> _Directions_
1. From the article on celiac disease and infertility, list the body tissues given as examples of other tissues that anti-tTG antibodies can attack.
2. Reproduce the stretch of the article on celiac disease and infertility from "A recent study has looked" through "the entire body." word for word.

> _Excerpt to read_
>>>>
The far-reaching effects of gluten sensitivity and celiac disease never cease to amaze me. So many conditions outside the gut are triggered by a reaction against gluten inside the gut. A recent study has brought to light one lesser-known effect of celiac disease—infertility.

It has been known for some time now that infertility and recurrent spontaneous abortion is more common among women with celiac disease. And about 4 percent of infertile women have celiac disease!  I wonder how many more of these women may have silent celiac disease or even gluten sensitivity? A large proportion of people with celiac disease are undiagnosed.

A recent study has looked a little closer at infertility and early pregnancy loss, and determined just how this may happen. It turns out that anti-tissue transglutaminase antibodies (which are antibodies that the immune system makes against gliadin, the gluten protein) bind to the developing placental lining. This can interfere with proper development of the placenta and fetus.

It is already known that these anti-tTG antibodies can attack other tissues in the body, like the thyroid, pancreatic beta cells or even brain cells. This phenomenon is known as autoimmunity. This study highlights yet one more way in which anti-gliadin antibodies can harm areas of the body that are not in the gut. And it strengthens the evidence that following a gluten free diet can benefit the entire body.

If you suspect you are gluten sensitive, you may want to be tested or try an elimination diet for a few months to see if it helps you.
<<<<
> _Given records_
>>>>
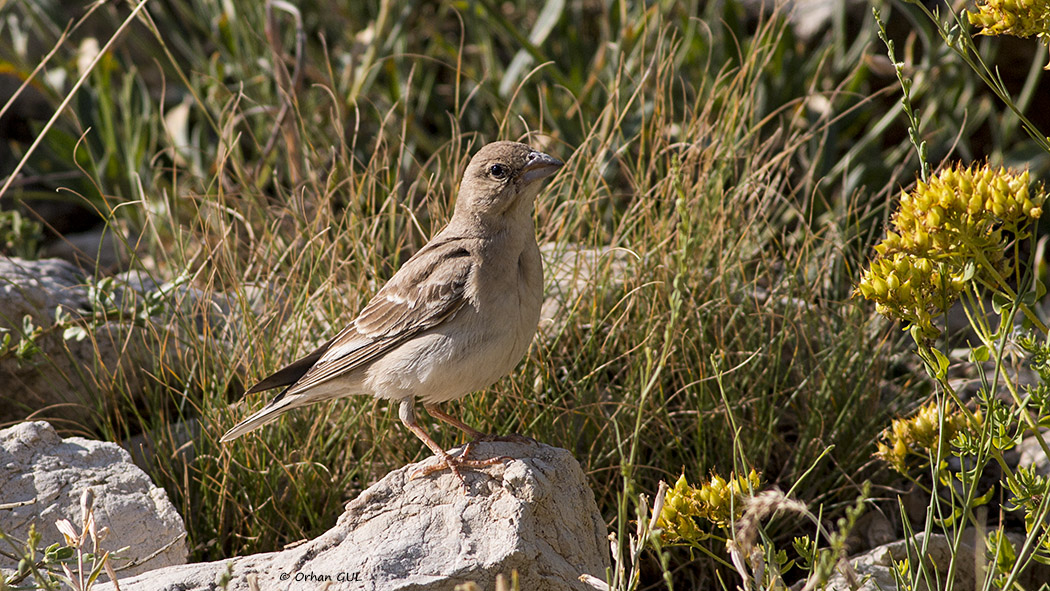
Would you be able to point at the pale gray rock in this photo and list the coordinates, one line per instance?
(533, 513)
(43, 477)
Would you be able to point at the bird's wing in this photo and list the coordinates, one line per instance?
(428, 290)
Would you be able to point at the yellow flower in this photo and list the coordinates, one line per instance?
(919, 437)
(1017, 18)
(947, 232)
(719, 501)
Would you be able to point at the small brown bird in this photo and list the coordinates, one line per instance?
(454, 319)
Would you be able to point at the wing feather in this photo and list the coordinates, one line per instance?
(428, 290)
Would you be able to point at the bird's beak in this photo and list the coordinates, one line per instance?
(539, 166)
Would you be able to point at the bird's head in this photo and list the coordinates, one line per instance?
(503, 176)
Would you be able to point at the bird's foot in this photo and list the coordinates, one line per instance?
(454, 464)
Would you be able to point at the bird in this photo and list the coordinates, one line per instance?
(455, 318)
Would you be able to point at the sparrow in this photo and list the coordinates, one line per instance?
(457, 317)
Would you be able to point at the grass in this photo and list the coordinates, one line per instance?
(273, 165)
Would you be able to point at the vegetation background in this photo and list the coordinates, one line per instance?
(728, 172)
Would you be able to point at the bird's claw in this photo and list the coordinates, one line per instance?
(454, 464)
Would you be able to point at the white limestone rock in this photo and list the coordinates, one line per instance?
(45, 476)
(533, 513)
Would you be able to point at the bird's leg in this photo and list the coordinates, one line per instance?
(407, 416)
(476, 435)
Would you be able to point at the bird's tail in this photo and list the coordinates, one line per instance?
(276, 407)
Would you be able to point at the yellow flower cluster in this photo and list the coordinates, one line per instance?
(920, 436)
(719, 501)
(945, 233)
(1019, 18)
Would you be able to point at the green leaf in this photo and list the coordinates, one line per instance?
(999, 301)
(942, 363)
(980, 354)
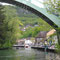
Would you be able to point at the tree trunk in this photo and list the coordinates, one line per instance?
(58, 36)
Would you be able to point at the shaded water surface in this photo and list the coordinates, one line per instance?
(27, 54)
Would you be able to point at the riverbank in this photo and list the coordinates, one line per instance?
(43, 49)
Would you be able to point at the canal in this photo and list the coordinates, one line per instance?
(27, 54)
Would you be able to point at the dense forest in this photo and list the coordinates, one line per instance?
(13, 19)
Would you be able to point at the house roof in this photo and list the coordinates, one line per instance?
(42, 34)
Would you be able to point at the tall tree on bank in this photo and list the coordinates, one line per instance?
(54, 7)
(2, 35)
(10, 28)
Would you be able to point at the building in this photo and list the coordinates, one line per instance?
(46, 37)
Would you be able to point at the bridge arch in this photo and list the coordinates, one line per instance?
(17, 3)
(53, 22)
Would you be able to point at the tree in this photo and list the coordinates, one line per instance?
<<<<
>>>>
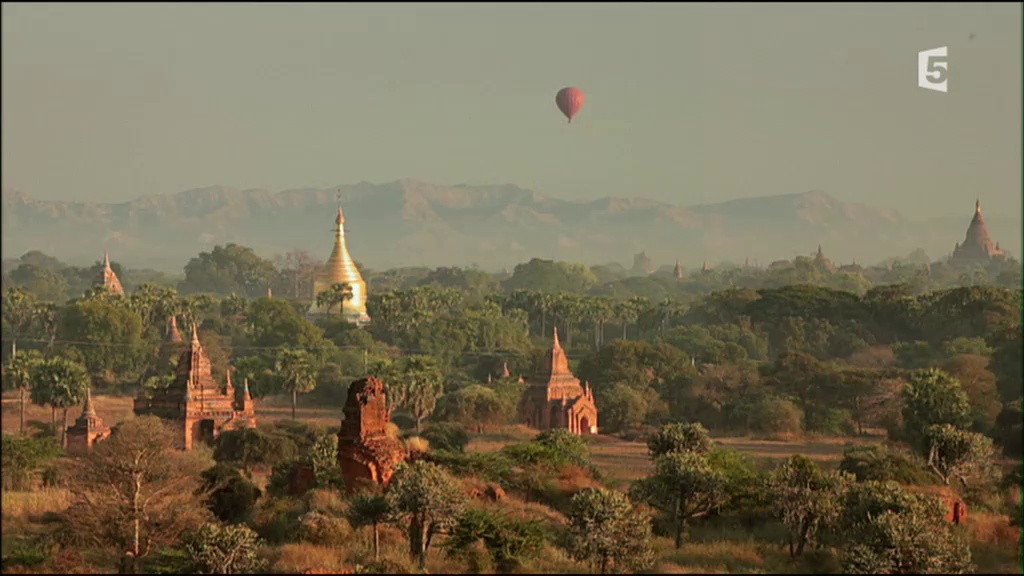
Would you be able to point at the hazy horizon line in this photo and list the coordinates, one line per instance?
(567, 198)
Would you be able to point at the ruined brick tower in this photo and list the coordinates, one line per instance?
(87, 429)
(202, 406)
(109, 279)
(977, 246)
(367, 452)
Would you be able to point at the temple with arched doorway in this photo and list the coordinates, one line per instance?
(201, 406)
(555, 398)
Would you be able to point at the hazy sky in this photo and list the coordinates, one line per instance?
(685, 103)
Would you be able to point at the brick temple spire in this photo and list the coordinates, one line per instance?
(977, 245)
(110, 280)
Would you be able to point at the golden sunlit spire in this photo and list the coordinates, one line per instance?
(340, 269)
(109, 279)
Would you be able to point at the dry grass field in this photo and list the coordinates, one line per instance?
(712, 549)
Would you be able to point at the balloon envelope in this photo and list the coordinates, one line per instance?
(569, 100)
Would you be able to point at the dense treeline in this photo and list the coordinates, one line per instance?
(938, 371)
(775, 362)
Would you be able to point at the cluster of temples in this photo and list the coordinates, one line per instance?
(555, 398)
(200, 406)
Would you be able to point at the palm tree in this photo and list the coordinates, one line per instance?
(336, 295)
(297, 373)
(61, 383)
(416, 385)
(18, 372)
<<<<
>>>>
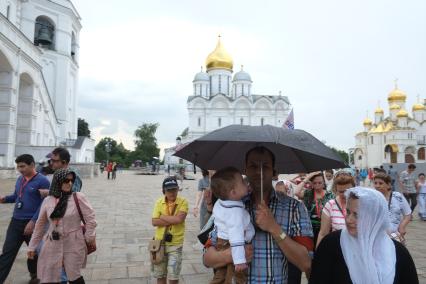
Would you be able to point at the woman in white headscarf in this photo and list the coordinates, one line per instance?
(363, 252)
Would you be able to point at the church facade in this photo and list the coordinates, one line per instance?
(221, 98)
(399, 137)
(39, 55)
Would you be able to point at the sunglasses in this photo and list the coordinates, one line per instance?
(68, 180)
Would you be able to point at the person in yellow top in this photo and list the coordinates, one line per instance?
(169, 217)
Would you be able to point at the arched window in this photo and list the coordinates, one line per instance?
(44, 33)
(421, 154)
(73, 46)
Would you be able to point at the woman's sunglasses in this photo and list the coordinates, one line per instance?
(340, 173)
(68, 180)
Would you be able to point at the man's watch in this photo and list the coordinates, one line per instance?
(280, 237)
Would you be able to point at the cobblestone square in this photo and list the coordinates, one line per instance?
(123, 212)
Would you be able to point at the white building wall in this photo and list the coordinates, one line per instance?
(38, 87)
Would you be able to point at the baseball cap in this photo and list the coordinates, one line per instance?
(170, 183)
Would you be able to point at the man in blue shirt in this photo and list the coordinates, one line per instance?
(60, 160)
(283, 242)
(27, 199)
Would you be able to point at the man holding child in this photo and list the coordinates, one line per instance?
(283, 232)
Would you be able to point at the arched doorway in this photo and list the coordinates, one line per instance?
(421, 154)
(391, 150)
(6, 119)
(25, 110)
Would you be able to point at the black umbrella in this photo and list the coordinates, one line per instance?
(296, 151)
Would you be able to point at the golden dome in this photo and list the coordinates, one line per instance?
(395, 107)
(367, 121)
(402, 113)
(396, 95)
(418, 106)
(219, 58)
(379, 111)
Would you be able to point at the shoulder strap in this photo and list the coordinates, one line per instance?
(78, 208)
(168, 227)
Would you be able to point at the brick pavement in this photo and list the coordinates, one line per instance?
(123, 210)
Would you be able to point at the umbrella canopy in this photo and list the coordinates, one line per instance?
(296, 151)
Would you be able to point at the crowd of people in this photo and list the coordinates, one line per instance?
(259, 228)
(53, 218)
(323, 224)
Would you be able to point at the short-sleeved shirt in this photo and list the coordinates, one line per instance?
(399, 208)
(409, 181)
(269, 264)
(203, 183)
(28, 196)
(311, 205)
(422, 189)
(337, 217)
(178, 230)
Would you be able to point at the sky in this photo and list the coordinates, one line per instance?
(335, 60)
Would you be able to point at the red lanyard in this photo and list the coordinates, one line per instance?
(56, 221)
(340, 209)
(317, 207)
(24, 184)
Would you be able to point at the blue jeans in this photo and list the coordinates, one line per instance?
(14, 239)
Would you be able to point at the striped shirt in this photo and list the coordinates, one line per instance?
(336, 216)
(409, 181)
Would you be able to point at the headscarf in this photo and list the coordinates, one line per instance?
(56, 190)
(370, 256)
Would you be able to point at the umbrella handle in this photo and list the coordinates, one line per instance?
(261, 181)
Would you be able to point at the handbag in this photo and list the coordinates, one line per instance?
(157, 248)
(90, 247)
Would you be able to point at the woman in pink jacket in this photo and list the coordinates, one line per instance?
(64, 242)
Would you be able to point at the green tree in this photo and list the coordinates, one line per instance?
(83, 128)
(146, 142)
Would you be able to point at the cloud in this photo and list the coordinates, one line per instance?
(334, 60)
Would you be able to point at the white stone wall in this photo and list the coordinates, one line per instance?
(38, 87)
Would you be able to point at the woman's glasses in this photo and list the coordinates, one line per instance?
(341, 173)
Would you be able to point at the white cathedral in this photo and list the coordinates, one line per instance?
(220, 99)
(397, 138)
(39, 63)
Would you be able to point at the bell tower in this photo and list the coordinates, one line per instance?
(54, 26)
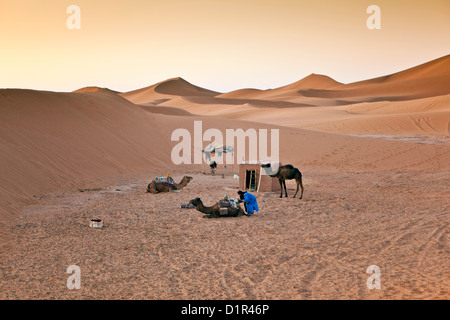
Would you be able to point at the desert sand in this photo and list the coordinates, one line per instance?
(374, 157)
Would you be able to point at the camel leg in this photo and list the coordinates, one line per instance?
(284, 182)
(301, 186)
<<<<
> _List of answers_
1.
- the thyroid
- pancreatic beta cells
- brain cells

2.
A recent study has looked a little closer at infertility and early pregnancy loss, and determined just how this may happen. It turns out that anti-tissue transglutaminase antibodies (which are antibodies that the immune system makes against gliadin, the gluten protein) bind to the developing placental lining. This can interfere with proper development of the placenta and fetus.

It is already known that these anti-tTG antibodies can attack other tissues in the body, like the thyroid, pancreatic beta cells or even brain cells. This phenomenon is known as autoimmunity. This study highlights yet one more way in which anti-gliadin antibodies can harm areas of the body that are not in the gut. And it strengthens the evidence that following a gluten free diet can benefit the entire body.